▶ CONSEGNE:
1 - Riproduci fedelmente il passo del testo del documento che va da "Gatti e cani" fino a "incontrollabile della malattia." compreso.
2 - Secondo il testo del documento, quale ente degli Stati Uniti concede licenze commerciali per i vaccini per animali domestici?

Per ora non è necessario vaccinare anche gli animali. E’ quanto emerge da uno studio pubblicato su Science secondo il quale cani e gatti non svolgono un ruolo importante nel mantenimento o nella trasmissione della malattia agli esseri umani.
A quanti proprietari di animali, allarmismi e fake news hanno creato dubbi e preoccupazioni, un report pubblicato sulla rivista Science – riportato da dall’agi.it – emerge che, sebbene i dati indichino la possibilità di infezione da parte di una serie di specie, attualmente non emerge la necessità di sviluppare un vaccino Covid-19 per gli animali.
“SARS-CoV-2 non è mai stato un problema esclusivamente umano – dichiara William Karesh, vicepresidente esecutivo per la salute e le politiche presso EcoHealth Alliance, un’organizzazione no profit che tiene traccia delle malattie emergenti negli animali –, fin dai primi giorni della pandemia gli animali domestici, il bestiame e la fauna selvatica sono stati oggetto di diverse domande relative alla possibilità di contrarre l’infezione. Non è ancora chiaro quanti cani e gatti siano stati infettati dal nuovo coronavirus, ma la manifestazione sintomatica della malattia sembra essere lieve o del tutto assente in questi casi”.
Gatti e cani possono essere infettati e sembra che i gatti possano trasmettere l’infezione ai loro simili, almeno da quanto emerge dalle analisi in laboratorio. I visoni in centinaia di allevamenti in tutto il mondo sono stati abbattuti massivamente a seguito di focolai epidemici e gli scienziati temono che gli animali domestici possano trasmettere il virus alla fauna selvatica, creando un serbatoio incontrollabile della malattia.
“Cani e gatti – prosegue Karesh – non svolgono un ruolo importante nel mantenimento o nella trasmissione della malattia agli esseri umani, per cui non sussiste la necessità di un vaccino per il mantenimento della salute pubblica”. Il Dipartimento dell’Agricoltura degli Stati Uniti (USDA), che concede licenze commerciali per i vaccini per animali domestici, non sta effettivamente approvando alcuna procedura.
“Studi di laboratorio suggeriscono che SARS-CoV-2 può infettare una vasta gamma di animali – sostiene Jonathan Epstein, vicepresidente per la scienza e la divulgazione presso EcoHealth – dagli scoiattoli alle pecore fino ai capodogli, ma in cima alle specie che destano preoccupazione vi sono le grandi scimmie. I virus respiratori umani in passato sono stati fatali negli scimpanzé e nei gorilla”.
Gli scienziati sottolineano che anche le specie in via di estinzione possono correre un rischio maggiore.

▶ SEZIONE DATI:
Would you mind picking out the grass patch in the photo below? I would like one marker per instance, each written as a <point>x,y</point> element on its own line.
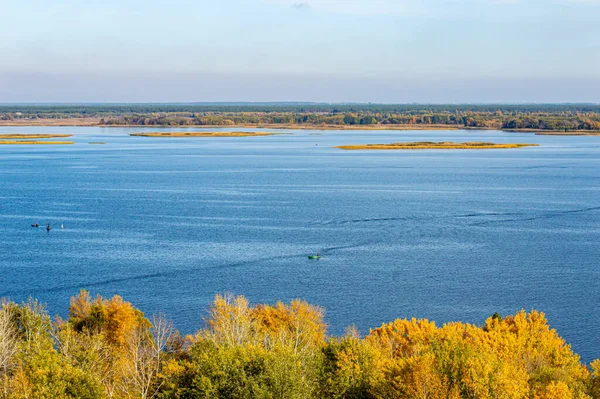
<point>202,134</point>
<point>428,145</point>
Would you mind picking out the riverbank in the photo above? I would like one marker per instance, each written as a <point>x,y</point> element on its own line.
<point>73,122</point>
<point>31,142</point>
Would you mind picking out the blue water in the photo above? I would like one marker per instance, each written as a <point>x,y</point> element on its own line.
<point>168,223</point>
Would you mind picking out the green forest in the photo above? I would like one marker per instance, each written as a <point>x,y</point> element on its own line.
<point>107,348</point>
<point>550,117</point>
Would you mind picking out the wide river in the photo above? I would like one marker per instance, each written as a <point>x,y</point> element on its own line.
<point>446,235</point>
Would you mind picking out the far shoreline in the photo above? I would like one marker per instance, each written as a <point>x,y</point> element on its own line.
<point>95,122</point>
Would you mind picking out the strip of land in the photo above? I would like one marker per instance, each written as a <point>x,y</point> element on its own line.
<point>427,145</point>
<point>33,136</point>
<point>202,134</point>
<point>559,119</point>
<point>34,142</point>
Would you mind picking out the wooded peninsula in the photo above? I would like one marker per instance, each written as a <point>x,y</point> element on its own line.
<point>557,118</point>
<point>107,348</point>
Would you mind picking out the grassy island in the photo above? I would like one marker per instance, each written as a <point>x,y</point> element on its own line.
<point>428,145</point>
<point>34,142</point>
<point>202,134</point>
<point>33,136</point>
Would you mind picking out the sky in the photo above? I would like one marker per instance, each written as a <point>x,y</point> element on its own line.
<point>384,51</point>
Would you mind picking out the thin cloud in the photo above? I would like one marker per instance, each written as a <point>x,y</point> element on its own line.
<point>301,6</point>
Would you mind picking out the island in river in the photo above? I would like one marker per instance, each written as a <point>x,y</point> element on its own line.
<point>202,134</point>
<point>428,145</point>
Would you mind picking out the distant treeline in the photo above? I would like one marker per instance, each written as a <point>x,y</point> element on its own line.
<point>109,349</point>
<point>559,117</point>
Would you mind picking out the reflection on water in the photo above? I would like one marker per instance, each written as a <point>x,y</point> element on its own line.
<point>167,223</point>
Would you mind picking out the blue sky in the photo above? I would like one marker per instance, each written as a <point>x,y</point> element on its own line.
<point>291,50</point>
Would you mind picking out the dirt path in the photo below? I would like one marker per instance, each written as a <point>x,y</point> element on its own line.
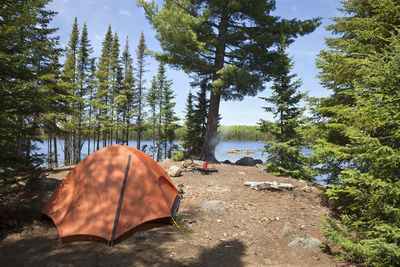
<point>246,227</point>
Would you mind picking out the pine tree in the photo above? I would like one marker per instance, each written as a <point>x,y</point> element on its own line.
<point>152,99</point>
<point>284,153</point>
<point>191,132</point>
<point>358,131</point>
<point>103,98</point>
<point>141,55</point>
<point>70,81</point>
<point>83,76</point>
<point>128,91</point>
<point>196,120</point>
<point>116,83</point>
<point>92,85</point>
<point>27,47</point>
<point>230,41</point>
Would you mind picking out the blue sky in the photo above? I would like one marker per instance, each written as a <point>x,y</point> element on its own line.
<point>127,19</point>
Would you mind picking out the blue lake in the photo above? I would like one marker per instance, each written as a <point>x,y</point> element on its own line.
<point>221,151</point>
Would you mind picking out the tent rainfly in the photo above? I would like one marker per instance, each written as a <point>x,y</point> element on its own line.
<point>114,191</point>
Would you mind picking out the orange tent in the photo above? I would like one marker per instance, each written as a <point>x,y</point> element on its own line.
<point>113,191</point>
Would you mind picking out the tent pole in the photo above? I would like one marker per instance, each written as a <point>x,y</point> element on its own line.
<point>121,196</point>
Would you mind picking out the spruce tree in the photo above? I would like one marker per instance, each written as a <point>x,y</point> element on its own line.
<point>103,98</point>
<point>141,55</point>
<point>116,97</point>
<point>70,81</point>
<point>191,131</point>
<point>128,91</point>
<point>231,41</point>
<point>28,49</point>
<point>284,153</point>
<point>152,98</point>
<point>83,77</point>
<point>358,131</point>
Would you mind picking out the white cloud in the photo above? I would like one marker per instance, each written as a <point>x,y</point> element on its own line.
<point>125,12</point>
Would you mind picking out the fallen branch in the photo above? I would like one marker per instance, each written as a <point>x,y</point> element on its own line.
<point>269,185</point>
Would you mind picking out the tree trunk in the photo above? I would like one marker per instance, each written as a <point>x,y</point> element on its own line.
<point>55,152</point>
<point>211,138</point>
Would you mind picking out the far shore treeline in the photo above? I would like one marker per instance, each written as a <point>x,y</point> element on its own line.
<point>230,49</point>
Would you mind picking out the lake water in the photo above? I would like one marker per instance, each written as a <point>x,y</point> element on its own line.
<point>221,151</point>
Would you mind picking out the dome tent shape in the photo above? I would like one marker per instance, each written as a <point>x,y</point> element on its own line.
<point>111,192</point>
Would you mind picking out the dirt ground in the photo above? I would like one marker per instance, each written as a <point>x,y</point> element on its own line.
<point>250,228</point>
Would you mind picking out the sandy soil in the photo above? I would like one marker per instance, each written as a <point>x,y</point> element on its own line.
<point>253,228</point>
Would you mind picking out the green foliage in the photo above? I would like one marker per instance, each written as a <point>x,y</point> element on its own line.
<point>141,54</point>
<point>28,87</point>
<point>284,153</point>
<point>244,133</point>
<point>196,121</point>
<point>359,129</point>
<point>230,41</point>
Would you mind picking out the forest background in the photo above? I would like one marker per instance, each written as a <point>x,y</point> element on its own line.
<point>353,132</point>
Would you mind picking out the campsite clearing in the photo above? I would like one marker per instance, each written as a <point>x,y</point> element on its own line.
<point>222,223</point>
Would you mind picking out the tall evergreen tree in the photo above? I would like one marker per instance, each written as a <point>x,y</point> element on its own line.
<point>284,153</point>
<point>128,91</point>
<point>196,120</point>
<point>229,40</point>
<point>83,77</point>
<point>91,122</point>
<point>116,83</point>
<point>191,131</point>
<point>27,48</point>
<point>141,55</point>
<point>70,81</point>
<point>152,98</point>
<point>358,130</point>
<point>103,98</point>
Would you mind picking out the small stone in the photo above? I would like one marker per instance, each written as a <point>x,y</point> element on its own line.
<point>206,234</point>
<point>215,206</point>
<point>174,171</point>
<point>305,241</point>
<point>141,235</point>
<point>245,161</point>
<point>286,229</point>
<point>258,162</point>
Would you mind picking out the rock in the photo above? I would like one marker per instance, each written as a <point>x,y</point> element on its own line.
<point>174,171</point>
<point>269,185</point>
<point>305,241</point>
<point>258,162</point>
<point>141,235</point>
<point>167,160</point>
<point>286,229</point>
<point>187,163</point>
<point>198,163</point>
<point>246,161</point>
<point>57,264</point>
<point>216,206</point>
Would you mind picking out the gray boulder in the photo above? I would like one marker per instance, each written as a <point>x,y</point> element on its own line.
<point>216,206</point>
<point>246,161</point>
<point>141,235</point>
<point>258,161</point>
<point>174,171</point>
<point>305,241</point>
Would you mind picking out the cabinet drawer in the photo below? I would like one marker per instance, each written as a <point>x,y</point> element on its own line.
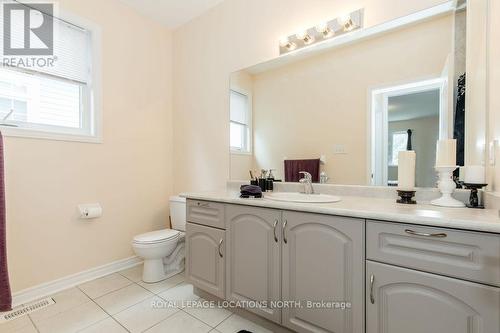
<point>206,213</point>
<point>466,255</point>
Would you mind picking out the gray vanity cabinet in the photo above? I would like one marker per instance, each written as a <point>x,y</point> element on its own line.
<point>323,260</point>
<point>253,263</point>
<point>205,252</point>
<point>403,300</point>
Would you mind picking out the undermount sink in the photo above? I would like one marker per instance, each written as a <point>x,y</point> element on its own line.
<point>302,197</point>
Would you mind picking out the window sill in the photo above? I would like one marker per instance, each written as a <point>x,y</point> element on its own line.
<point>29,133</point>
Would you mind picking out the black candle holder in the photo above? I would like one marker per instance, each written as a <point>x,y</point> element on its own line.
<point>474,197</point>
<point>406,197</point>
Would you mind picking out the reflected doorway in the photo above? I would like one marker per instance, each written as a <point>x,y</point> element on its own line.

▶ RISPOSTE PER CONSEGNA:
1 -
Gatti e cani possono essere infettati e sembra che i gatti possano trasmettere l’infezione ai loro simili, almeno da quanto emerge dalle analisi in laboratorio. I visoni in centinaia di allevamenti in tutto il mondo sono stati abbattuti massivamente a seguito di focolai epidemici e gli scienziati temono che gli animali domestici possano trasmettere il virus alla fauna selvatica, creando un serbatoio incontrollabile della malattia.

2 - Il Dipartimento dell'Agricoltura degli Stati Uniti (USDA).